— Start of Selected passage —

Today I complete the full suite of shortlisted and highly commended books from the 2017 Mary Gilmore Award, an award for the best first book of poetry published in the previous calendar year. As all of the poets shortlisted and commended for this year’s award, Aden Rolfe has participated in an interview about his collection “False Nostalgia”.
The interviews, and my thoughts on each book, can be found by clicking the links in the list below:
“Glasshouses” – Stuart Barnes (UQP)
“Sydney Road Poems” – Carmine Frascarelli (rabbit)
“Lemons in the Chicken Wire” – Alison Whittaker (Magabala)
“Lake” – Claire Nashar (Cordite)
Aden Rolfe’s book commences with quotes, epigraphs, by Drake and Georges Perec and before you’ve read a single poem you know you are in for an interesting ride.

— End of Selected passage —

▸ **Exercise task A**:
Count the lines in the entries below that contain the word "woman", and give only the number.

— Start of Extracted entries —

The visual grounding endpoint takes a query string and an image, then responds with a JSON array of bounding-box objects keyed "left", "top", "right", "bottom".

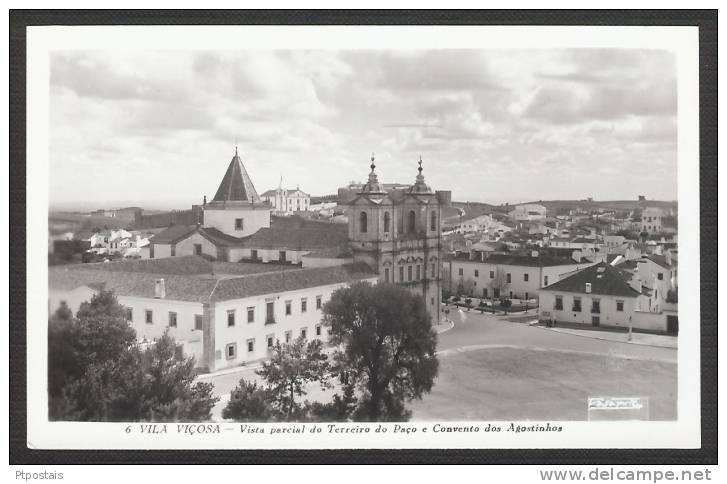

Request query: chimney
[
  {"left": 629, "top": 272, "right": 641, "bottom": 294},
  {"left": 154, "top": 279, "right": 167, "bottom": 299}
]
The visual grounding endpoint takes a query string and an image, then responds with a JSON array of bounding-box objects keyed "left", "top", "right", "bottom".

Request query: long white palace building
[{"left": 48, "top": 149, "right": 451, "bottom": 371}]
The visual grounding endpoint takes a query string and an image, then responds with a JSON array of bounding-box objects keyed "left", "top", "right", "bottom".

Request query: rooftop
[
  {"left": 454, "top": 253, "right": 577, "bottom": 267},
  {"left": 212, "top": 148, "right": 261, "bottom": 203},
  {"left": 48, "top": 257, "right": 376, "bottom": 302}
]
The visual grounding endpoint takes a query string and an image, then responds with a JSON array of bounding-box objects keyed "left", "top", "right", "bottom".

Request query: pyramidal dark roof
[
  {"left": 542, "top": 262, "right": 639, "bottom": 297},
  {"left": 212, "top": 148, "right": 261, "bottom": 203}
]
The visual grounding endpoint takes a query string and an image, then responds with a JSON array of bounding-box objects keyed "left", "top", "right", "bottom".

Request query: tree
[
  {"left": 255, "top": 335, "right": 329, "bottom": 420},
  {"left": 323, "top": 282, "right": 439, "bottom": 421},
  {"left": 48, "top": 291, "right": 219, "bottom": 421}
]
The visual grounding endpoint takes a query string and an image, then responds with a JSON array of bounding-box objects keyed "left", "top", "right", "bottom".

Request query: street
[{"left": 202, "top": 309, "right": 677, "bottom": 420}]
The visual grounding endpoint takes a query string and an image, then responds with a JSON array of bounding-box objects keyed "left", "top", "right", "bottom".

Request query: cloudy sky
[{"left": 50, "top": 49, "right": 677, "bottom": 208}]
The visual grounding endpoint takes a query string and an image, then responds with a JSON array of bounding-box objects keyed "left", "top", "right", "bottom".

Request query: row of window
[
  {"left": 227, "top": 296, "right": 323, "bottom": 327},
  {"left": 553, "top": 296, "right": 624, "bottom": 314},
  {"left": 459, "top": 267, "right": 548, "bottom": 286},
  {"left": 384, "top": 262, "right": 437, "bottom": 282},
  {"left": 358, "top": 210, "right": 437, "bottom": 233},
  {"left": 225, "top": 324, "right": 323, "bottom": 360}
]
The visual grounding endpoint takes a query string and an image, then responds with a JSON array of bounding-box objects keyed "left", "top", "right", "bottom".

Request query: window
[
  {"left": 225, "top": 343, "right": 237, "bottom": 360},
  {"left": 573, "top": 297, "right": 581, "bottom": 313},
  {"left": 265, "top": 301, "right": 275, "bottom": 324},
  {"left": 591, "top": 299, "right": 601, "bottom": 314}
]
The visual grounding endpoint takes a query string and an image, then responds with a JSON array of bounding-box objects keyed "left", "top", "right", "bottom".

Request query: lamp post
[{"left": 629, "top": 316, "right": 633, "bottom": 341}]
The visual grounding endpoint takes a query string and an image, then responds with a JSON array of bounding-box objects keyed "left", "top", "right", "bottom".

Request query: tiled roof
[
  {"left": 212, "top": 263, "right": 376, "bottom": 301},
  {"left": 149, "top": 225, "right": 197, "bottom": 244},
  {"left": 67, "top": 256, "right": 213, "bottom": 275},
  {"left": 212, "top": 148, "right": 261, "bottom": 203},
  {"left": 48, "top": 257, "right": 376, "bottom": 302},
  {"left": 212, "top": 262, "right": 300, "bottom": 276},
  {"left": 647, "top": 255, "right": 671, "bottom": 269},
  {"left": 48, "top": 263, "right": 217, "bottom": 302},
  {"left": 541, "top": 262, "right": 639, "bottom": 297},
  {"left": 242, "top": 217, "right": 348, "bottom": 250},
  {"left": 199, "top": 227, "right": 245, "bottom": 246}
]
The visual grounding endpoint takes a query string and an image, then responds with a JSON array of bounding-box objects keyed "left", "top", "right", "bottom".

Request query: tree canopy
[{"left": 48, "top": 291, "right": 218, "bottom": 421}]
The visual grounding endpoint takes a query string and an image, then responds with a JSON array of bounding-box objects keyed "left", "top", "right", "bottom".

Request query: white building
[
  {"left": 449, "top": 252, "right": 593, "bottom": 299},
  {"left": 262, "top": 187, "right": 310, "bottom": 215},
  {"left": 538, "top": 262, "right": 678, "bottom": 333},
  {"left": 49, "top": 257, "right": 377, "bottom": 371},
  {"left": 508, "top": 203, "right": 547, "bottom": 222}
]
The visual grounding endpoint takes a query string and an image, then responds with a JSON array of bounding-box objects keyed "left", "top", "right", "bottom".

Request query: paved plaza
[{"left": 204, "top": 310, "right": 677, "bottom": 420}]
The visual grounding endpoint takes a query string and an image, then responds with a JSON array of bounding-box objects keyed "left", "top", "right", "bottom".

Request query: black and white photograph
[{"left": 15, "top": 17, "right": 712, "bottom": 456}]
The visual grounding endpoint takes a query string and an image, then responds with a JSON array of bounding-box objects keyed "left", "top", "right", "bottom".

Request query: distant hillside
[{"left": 529, "top": 200, "right": 678, "bottom": 212}]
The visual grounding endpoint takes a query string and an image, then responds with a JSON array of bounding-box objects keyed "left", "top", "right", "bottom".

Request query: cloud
[{"left": 51, "top": 48, "right": 677, "bottom": 208}]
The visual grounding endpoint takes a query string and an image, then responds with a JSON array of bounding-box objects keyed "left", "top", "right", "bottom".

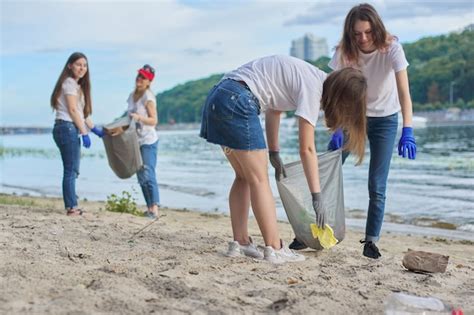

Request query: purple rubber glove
[
  {"left": 311, "top": 193, "right": 326, "bottom": 229},
  {"left": 328, "top": 128, "right": 344, "bottom": 151},
  {"left": 82, "top": 135, "right": 91, "bottom": 149},
  {"left": 91, "top": 126, "right": 104, "bottom": 138},
  {"left": 398, "top": 127, "right": 416, "bottom": 160}
]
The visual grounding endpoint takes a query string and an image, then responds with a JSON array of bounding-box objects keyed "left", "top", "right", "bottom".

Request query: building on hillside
[{"left": 290, "top": 33, "right": 329, "bottom": 61}]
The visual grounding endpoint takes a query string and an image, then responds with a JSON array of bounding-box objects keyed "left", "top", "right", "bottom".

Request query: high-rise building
[{"left": 290, "top": 33, "right": 329, "bottom": 61}]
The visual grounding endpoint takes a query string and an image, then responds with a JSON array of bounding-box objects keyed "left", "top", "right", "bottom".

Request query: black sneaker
[
  {"left": 288, "top": 237, "right": 308, "bottom": 250},
  {"left": 360, "top": 241, "right": 382, "bottom": 259}
]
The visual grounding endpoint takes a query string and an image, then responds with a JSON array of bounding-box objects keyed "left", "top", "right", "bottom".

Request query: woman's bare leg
[
  {"left": 224, "top": 150, "right": 250, "bottom": 245},
  {"left": 228, "top": 150, "right": 280, "bottom": 249}
]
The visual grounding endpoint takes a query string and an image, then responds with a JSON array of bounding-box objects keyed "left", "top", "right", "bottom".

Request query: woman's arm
[
  {"left": 265, "top": 109, "right": 281, "bottom": 152},
  {"left": 298, "top": 117, "right": 321, "bottom": 193},
  {"left": 66, "top": 95, "right": 87, "bottom": 135},
  {"left": 395, "top": 69, "right": 413, "bottom": 127},
  {"left": 130, "top": 101, "right": 158, "bottom": 126}
]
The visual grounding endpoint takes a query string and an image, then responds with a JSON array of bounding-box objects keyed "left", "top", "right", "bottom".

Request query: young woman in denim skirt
[
  {"left": 200, "top": 56, "right": 366, "bottom": 263},
  {"left": 293, "top": 4, "right": 416, "bottom": 259},
  {"left": 127, "top": 65, "right": 160, "bottom": 218},
  {"left": 51, "top": 52, "right": 103, "bottom": 216}
]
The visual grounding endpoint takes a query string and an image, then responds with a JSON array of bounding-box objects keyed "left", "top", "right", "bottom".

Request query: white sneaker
[
  {"left": 225, "top": 237, "right": 263, "bottom": 259},
  {"left": 263, "top": 241, "right": 305, "bottom": 264}
]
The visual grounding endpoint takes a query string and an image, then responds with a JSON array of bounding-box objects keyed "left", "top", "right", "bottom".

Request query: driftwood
[{"left": 402, "top": 249, "right": 449, "bottom": 272}]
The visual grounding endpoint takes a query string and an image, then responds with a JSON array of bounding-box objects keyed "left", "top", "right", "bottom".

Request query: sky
[{"left": 0, "top": 0, "right": 474, "bottom": 127}]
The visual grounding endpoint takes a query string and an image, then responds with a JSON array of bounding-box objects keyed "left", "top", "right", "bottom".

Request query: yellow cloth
[{"left": 310, "top": 223, "right": 337, "bottom": 249}]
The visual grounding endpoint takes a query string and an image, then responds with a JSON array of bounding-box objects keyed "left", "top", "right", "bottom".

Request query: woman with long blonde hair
[
  {"left": 200, "top": 56, "right": 367, "bottom": 263},
  {"left": 291, "top": 3, "right": 416, "bottom": 259},
  {"left": 51, "top": 52, "right": 103, "bottom": 216}
]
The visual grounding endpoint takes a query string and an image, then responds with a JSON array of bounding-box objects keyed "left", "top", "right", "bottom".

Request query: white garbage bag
[{"left": 277, "top": 150, "right": 346, "bottom": 250}]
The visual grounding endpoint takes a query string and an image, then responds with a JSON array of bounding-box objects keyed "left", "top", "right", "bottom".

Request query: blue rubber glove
[
  {"left": 398, "top": 127, "right": 416, "bottom": 160},
  {"left": 82, "top": 135, "right": 91, "bottom": 149},
  {"left": 268, "top": 151, "right": 286, "bottom": 181},
  {"left": 91, "top": 126, "right": 104, "bottom": 138},
  {"left": 328, "top": 128, "right": 344, "bottom": 151}
]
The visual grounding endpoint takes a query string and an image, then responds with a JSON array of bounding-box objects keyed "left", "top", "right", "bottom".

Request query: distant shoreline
[
  {"left": 0, "top": 195, "right": 474, "bottom": 314},
  {"left": 0, "top": 190, "right": 474, "bottom": 242}
]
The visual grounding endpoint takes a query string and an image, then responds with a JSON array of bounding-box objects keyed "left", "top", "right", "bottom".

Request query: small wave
[
  {"left": 160, "top": 183, "right": 215, "bottom": 197},
  {"left": 458, "top": 224, "right": 474, "bottom": 232}
]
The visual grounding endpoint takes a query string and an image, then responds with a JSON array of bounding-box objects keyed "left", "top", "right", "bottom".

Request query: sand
[{"left": 0, "top": 195, "right": 474, "bottom": 314}]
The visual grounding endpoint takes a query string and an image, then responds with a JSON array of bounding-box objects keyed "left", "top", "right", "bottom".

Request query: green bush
[{"left": 105, "top": 191, "right": 144, "bottom": 217}]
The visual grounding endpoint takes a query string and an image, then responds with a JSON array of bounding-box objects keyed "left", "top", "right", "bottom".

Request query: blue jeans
[
  {"left": 137, "top": 141, "right": 160, "bottom": 208},
  {"left": 53, "top": 119, "right": 81, "bottom": 209},
  {"left": 332, "top": 113, "right": 398, "bottom": 242}
]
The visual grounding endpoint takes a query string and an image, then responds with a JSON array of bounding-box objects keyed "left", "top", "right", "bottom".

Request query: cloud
[{"left": 184, "top": 48, "right": 218, "bottom": 56}]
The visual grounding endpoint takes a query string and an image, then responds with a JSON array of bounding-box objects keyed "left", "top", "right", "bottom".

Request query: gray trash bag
[
  {"left": 102, "top": 117, "right": 143, "bottom": 179},
  {"left": 277, "top": 150, "right": 346, "bottom": 250}
]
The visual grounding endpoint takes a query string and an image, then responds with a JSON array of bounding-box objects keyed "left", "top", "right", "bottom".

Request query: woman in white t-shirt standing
[
  {"left": 127, "top": 65, "right": 160, "bottom": 218},
  {"left": 318, "top": 4, "right": 416, "bottom": 259},
  {"left": 200, "top": 56, "right": 367, "bottom": 263},
  {"left": 51, "top": 52, "right": 103, "bottom": 215}
]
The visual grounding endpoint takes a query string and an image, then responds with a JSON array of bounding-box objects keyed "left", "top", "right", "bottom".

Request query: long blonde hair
[
  {"left": 321, "top": 67, "right": 367, "bottom": 165},
  {"left": 50, "top": 52, "right": 92, "bottom": 118},
  {"left": 336, "top": 3, "right": 397, "bottom": 66}
]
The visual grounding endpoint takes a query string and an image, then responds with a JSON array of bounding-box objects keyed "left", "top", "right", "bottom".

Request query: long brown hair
[
  {"left": 321, "top": 67, "right": 367, "bottom": 165},
  {"left": 51, "top": 52, "right": 92, "bottom": 118},
  {"left": 337, "top": 3, "right": 395, "bottom": 66}
]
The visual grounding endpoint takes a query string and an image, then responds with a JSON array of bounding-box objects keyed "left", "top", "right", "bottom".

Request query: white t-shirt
[
  {"left": 56, "top": 77, "right": 87, "bottom": 124},
  {"left": 223, "top": 55, "right": 327, "bottom": 126},
  {"left": 127, "top": 89, "right": 158, "bottom": 145},
  {"left": 329, "top": 40, "right": 408, "bottom": 117}
]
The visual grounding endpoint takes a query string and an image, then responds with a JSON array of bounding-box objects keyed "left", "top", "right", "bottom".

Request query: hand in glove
[
  {"left": 268, "top": 151, "right": 286, "bottom": 180},
  {"left": 91, "top": 126, "right": 104, "bottom": 138},
  {"left": 311, "top": 193, "right": 326, "bottom": 229},
  {"left": 398, "top": 127, "right": 416, "bottom": 160},
  {"left": 328, "top": 128, "right": 344, "bottom": 151},
  {"left": 82, "top": 134, "right": 91, "bottom": 149}
]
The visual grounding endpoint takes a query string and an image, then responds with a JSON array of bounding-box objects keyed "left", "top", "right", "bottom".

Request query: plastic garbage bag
[
  {"left": 102, "top": 117, "right": 143, "bottom": 178},
  {"left": 277, "top": 150, "right": 346, "bottom": 250}
]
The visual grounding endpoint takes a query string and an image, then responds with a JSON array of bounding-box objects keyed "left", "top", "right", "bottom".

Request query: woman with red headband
[{"left": 127, "top": 65, "right": 160, "bottom": 218}]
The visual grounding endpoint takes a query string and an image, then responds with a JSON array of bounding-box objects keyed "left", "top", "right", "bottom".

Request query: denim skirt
[{"left": 199, "top": 79, "right": 266, "bottom": 151}]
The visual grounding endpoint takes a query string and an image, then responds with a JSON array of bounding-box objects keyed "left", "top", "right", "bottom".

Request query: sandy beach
[{"left": 0, "top": 195, "right": 474, "bottom": 314}]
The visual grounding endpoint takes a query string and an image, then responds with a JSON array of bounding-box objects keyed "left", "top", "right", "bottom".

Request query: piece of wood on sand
[{"left": 402, "top": 249, "right": 449, "bottom": 273}]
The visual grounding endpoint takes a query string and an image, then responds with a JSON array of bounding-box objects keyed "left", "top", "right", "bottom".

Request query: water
[{"left": 0, "top": 126, "right": 474, "bottom": 235}]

— End of Extracted entries —

▸ **Exercise task B**:
Please list every publisher named in parentheses in the poetry award post above.

▸ **Task result A**:
6

▸ **Task result B**:
UQP
rabbit
Magabala
Cordite